_Problem_:
Gather each line of the entries below that contains the word "Mark".
▶
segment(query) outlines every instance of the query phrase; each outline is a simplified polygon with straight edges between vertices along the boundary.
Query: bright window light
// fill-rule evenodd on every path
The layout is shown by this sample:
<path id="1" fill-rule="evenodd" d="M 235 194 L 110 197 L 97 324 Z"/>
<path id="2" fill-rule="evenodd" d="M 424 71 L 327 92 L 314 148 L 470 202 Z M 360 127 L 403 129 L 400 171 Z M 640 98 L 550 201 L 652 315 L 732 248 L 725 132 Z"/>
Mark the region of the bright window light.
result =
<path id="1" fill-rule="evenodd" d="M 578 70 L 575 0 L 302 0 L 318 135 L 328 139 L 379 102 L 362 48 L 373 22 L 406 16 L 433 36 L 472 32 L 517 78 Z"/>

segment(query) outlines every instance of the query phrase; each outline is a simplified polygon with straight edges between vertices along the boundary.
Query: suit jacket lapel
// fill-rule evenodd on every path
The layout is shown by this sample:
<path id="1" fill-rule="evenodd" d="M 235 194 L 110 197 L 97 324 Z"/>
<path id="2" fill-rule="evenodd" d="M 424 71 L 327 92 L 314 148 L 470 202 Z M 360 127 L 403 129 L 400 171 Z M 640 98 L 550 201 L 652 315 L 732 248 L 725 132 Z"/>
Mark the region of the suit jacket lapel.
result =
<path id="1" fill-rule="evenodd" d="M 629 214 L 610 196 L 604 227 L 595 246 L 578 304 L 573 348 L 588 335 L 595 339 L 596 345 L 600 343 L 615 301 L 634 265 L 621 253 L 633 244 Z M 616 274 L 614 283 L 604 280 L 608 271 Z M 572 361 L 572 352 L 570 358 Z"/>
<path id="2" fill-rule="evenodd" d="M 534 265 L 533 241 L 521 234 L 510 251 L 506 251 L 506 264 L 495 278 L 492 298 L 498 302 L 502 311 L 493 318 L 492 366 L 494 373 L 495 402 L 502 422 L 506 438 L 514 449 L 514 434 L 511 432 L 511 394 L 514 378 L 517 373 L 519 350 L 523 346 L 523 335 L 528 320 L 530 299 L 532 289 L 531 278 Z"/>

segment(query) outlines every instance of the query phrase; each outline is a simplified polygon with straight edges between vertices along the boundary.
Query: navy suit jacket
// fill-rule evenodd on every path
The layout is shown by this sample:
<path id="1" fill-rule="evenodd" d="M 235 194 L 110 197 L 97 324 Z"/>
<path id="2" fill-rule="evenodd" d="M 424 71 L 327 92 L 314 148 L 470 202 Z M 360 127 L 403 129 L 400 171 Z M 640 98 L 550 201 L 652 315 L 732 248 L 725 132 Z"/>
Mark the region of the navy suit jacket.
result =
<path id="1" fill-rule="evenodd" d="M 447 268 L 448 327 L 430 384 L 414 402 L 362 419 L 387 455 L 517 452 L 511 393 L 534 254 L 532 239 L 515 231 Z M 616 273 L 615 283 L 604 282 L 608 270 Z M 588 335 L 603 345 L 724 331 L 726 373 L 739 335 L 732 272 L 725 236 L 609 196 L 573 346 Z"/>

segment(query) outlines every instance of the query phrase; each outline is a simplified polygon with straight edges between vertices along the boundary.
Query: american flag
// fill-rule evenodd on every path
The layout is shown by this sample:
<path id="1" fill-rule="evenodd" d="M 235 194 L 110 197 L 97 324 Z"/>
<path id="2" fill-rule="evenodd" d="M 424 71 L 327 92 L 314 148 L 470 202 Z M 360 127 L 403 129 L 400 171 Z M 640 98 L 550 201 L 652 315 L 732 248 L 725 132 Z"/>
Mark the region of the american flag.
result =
◀
_Exercise answer_:
Mark the region of the bright window light.
Mark the region of the suit jacket lapel.
Mark the region of the navy suit jacket.
Mark the region of the american flag.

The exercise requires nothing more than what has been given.